§ Request
Transcribe only the part of the listing below that begins at the line containing "Exercise. Mark the window sill" and runs to its final line, keeping both ends.

§ Dataset excerpts
▼

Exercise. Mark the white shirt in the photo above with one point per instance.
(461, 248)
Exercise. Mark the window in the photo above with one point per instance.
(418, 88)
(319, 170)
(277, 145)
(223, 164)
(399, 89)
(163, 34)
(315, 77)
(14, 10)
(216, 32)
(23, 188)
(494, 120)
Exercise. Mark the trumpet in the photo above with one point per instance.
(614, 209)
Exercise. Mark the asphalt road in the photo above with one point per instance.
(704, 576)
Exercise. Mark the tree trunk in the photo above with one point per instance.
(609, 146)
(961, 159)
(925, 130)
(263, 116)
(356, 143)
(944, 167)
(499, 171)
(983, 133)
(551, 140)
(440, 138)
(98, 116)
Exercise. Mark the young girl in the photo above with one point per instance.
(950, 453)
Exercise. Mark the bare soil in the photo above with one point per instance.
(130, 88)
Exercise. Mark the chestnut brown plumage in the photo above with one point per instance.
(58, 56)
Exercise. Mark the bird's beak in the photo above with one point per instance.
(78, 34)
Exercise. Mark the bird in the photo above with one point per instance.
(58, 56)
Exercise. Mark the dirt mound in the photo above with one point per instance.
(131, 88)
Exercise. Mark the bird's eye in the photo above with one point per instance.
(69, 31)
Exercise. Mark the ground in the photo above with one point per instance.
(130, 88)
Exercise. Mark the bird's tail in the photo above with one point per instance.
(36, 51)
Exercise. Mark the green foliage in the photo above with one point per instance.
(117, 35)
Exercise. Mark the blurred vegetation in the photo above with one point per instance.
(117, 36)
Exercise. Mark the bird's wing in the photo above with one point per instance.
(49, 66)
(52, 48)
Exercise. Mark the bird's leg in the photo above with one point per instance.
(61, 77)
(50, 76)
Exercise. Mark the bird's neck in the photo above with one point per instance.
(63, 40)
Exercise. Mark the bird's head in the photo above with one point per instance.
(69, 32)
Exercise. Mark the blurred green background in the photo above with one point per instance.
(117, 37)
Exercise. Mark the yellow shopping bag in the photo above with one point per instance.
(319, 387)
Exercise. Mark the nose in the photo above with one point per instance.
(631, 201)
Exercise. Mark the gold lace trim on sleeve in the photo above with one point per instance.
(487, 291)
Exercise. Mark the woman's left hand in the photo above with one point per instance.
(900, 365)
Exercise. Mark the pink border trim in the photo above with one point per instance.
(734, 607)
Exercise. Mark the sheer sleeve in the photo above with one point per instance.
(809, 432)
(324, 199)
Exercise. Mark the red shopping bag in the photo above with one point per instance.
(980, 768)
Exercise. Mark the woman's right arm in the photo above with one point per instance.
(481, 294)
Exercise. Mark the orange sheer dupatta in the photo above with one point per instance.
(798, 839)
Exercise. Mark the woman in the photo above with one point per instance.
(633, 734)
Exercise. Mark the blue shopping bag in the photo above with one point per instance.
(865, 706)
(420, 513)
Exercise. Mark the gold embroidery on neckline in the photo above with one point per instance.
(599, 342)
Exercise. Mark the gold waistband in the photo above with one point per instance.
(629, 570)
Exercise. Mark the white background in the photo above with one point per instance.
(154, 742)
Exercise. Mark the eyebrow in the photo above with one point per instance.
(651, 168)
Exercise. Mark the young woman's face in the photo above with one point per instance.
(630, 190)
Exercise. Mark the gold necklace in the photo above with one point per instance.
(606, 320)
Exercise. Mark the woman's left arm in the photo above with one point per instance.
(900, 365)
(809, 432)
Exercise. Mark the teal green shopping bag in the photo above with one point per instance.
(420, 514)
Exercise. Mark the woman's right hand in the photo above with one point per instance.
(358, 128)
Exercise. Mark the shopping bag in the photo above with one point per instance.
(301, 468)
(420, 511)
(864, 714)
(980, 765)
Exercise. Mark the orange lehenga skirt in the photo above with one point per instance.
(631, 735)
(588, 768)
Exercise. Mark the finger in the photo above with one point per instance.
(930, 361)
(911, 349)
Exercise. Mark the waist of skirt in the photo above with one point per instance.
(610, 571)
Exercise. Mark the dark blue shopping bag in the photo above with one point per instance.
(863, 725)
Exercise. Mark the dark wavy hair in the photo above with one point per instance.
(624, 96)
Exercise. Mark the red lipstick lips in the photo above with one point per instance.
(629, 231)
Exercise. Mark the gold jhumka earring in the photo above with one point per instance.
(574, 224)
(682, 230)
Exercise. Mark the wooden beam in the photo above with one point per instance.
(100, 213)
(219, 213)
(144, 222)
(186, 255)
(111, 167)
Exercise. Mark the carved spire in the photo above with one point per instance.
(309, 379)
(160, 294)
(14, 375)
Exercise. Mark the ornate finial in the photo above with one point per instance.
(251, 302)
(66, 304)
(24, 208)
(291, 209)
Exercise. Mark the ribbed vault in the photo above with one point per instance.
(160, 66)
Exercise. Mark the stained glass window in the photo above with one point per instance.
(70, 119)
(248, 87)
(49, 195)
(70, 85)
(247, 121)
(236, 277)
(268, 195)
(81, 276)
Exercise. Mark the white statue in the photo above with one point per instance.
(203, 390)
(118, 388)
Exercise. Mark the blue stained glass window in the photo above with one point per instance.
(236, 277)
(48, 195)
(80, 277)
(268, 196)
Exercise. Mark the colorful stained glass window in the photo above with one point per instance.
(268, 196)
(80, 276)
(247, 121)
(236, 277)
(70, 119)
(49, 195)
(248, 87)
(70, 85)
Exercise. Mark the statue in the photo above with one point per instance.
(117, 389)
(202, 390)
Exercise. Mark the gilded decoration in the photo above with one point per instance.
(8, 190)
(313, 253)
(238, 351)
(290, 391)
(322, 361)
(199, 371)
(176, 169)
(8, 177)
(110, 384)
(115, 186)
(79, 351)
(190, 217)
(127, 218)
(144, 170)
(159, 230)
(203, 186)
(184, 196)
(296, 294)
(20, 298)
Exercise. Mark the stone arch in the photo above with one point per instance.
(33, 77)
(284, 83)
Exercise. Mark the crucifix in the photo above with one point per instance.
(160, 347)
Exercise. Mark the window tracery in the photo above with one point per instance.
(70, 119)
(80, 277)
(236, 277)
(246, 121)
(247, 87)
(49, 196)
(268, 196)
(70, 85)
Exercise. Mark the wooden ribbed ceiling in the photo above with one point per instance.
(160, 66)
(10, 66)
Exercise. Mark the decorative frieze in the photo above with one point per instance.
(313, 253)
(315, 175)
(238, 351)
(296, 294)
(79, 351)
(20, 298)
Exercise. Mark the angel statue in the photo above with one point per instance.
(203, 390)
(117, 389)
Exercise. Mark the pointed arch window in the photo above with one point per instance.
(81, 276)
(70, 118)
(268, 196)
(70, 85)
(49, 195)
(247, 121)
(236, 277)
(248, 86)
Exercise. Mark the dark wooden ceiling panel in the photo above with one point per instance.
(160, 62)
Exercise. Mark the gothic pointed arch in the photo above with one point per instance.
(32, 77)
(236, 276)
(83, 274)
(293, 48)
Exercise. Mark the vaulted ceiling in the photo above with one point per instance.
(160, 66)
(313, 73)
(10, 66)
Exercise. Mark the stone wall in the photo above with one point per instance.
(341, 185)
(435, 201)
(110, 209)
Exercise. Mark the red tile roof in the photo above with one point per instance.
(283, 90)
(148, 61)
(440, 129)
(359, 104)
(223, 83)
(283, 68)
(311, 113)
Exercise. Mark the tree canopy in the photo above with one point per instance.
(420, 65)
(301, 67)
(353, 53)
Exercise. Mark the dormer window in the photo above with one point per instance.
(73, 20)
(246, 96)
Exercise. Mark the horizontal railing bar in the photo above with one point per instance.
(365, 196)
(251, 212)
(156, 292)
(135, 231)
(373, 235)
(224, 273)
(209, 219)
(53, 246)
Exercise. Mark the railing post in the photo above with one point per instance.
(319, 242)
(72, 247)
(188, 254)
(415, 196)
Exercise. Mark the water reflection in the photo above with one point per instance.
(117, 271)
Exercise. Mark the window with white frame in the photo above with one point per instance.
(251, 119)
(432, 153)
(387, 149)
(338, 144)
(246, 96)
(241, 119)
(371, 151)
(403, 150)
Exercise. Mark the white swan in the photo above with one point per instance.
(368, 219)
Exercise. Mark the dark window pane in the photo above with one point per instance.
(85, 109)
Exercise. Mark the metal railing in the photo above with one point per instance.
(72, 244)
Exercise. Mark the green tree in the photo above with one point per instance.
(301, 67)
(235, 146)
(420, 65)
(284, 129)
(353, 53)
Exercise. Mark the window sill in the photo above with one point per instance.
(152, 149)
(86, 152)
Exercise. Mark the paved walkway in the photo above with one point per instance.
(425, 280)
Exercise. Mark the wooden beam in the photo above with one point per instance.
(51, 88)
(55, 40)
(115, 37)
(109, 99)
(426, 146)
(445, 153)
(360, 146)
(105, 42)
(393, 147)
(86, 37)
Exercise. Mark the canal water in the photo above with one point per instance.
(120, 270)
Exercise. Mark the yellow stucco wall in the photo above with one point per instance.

▲

§ Solved exercise
Exercise. Mark the window sill in the photo above with one point per instance.
(152, 149)
(86, 152)
Exercise. Mark the paved walkway in the photo above with one point per instance.
(425, 280)
Exercise. Mark the wooden beam in the photo above with one point per instance.
(51, 88)
(55, 40)
(115, 37)
(109, 99)
(426, 146)
(445, 153)
(360, 146)
(105, 42)
(393, 147)
(86, 37)
Exercise. Mark the canal water in the photo above with one point per instance.
(120, 270)
Exercise. Mark the yellow stucco wall in the photo above with one point per instance.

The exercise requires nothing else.